◆ Assignment:
Please quote exactly the opening lines of the data, from the first line to the one where "Each instance receives one point. Annotate the person in" appears.

◆ Stored data:
▼▼▼

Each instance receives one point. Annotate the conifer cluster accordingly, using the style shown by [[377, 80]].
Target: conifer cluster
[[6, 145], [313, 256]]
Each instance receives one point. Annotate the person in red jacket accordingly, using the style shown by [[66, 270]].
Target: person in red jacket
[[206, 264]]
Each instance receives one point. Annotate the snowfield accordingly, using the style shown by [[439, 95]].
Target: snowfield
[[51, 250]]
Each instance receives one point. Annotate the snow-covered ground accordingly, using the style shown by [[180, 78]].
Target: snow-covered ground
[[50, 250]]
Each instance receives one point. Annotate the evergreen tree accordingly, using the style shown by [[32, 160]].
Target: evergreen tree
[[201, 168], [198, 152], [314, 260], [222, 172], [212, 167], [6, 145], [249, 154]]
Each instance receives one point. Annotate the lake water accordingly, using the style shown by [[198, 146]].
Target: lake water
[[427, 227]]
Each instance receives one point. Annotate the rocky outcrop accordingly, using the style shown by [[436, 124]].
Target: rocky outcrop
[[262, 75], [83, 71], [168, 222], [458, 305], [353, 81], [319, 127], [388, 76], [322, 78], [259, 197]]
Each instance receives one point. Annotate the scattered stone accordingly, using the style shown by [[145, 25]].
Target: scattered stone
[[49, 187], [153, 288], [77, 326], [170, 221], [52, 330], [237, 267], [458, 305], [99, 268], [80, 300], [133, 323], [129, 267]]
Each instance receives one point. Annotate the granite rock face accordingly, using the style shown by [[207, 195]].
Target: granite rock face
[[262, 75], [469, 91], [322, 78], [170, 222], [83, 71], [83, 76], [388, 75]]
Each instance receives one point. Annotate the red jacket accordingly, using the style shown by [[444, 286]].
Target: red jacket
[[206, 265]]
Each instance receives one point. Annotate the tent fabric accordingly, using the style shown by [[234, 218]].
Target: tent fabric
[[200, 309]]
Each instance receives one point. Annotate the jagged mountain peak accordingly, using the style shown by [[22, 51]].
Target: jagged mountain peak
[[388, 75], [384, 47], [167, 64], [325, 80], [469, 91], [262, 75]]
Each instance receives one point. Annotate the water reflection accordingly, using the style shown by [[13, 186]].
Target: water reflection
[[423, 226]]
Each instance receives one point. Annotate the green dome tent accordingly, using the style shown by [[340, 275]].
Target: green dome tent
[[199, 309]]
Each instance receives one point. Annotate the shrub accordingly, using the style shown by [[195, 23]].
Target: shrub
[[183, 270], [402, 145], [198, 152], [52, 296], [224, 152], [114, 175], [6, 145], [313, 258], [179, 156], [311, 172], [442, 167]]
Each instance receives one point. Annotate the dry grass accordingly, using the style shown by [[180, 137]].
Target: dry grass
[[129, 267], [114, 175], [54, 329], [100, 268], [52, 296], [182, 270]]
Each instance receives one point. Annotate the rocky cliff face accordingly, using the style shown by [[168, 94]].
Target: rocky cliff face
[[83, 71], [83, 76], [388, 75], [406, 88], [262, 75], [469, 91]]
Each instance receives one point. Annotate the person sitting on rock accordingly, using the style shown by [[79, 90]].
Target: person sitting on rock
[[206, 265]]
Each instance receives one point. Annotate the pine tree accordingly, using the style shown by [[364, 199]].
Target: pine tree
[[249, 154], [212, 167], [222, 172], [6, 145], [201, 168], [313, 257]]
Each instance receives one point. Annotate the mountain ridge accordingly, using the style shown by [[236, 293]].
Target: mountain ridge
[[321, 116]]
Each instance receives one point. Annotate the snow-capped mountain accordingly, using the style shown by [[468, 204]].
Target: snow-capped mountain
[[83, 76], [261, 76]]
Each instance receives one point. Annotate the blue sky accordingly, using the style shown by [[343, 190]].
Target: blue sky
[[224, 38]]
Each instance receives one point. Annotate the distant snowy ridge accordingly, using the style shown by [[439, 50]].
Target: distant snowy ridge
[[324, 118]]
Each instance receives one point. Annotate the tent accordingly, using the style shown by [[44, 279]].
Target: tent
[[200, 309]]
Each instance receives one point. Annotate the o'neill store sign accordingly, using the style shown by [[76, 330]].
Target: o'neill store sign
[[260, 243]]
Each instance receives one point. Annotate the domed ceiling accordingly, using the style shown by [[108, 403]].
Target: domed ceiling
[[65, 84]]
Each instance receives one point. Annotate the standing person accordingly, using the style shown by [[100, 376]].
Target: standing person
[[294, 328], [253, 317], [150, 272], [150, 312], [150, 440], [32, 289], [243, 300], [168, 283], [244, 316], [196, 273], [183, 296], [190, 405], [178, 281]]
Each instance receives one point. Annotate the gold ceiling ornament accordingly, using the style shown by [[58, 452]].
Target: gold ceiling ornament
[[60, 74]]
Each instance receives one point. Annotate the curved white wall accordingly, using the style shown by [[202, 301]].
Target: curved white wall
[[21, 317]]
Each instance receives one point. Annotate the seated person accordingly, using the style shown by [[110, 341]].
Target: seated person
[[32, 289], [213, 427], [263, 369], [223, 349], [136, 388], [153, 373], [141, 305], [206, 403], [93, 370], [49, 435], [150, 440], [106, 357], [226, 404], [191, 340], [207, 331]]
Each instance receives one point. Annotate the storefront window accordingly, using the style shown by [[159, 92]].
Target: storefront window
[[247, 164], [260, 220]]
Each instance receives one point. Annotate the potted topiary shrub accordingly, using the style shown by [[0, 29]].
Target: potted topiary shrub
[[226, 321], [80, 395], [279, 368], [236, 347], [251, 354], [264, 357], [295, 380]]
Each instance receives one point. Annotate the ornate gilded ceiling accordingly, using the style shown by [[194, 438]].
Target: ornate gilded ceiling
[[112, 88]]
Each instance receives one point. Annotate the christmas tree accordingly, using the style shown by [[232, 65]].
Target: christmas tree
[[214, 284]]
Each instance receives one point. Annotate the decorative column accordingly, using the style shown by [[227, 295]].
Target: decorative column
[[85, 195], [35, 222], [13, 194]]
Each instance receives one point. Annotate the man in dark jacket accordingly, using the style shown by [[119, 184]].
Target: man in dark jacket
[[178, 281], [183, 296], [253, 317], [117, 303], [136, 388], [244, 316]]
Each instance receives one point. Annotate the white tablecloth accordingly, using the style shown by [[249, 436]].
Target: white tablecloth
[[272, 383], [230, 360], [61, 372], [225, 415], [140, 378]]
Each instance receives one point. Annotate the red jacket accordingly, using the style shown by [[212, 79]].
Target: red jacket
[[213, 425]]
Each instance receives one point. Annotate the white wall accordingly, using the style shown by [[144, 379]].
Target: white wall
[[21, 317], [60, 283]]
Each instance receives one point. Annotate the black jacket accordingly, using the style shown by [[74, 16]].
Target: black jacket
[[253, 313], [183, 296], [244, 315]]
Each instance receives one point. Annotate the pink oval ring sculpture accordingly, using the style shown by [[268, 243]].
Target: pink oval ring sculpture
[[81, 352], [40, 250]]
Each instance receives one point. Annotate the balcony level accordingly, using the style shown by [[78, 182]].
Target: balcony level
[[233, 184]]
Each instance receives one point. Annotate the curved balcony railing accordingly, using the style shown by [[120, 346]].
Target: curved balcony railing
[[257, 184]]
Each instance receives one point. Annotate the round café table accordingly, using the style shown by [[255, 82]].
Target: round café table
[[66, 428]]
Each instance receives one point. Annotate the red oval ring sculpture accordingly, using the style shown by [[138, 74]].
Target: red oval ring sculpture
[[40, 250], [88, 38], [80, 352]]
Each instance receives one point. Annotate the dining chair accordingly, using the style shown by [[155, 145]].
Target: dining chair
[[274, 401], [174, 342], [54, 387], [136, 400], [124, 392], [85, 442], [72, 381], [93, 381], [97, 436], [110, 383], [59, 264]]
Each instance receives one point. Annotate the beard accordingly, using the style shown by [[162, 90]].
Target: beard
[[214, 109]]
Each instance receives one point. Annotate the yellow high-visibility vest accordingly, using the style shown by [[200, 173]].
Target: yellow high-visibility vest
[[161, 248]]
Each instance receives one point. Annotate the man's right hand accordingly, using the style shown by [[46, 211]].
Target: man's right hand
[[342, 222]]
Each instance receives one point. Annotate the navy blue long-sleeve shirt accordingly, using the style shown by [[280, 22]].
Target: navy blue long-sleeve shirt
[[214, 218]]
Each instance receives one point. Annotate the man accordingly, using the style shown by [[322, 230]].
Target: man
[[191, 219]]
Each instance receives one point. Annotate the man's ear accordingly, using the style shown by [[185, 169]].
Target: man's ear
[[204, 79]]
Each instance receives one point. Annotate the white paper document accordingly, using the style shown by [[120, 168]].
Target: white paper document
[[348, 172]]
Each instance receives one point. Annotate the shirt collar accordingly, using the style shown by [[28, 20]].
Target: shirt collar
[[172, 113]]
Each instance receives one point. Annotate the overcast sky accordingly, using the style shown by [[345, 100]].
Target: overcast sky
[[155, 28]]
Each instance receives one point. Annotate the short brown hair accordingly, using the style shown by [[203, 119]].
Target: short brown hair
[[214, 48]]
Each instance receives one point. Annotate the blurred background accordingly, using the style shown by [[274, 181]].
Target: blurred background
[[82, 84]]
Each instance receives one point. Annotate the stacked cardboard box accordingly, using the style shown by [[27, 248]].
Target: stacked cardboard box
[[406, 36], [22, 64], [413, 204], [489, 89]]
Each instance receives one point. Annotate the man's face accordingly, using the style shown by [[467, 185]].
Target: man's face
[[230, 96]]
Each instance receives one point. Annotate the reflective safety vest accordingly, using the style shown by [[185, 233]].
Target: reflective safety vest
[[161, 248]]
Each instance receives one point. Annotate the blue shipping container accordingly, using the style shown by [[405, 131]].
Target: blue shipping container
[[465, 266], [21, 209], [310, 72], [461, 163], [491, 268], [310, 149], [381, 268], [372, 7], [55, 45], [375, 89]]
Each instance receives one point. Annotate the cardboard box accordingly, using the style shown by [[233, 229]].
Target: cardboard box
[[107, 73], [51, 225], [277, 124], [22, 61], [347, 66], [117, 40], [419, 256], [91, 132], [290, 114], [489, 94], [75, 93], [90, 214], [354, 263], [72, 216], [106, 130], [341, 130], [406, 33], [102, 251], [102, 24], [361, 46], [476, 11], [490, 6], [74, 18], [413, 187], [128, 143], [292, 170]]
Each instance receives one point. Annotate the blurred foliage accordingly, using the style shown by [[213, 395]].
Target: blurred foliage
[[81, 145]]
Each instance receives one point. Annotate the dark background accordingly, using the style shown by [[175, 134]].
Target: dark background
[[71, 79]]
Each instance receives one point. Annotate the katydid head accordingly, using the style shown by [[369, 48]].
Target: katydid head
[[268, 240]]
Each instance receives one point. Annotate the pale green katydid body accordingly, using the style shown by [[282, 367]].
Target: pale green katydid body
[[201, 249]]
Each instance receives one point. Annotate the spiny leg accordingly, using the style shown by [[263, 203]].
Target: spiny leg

▲▲▲

◆ Task result:
Each instance receives one point. Annotate the conifer cluster accordingly, using the style shown by [[377, 80]].
Target: conifer cluster
[[6, 145], [313, 256]]
Each instance receives one point. Annotate the person in red jacket accordingly, using the style shown by [[66, 270]].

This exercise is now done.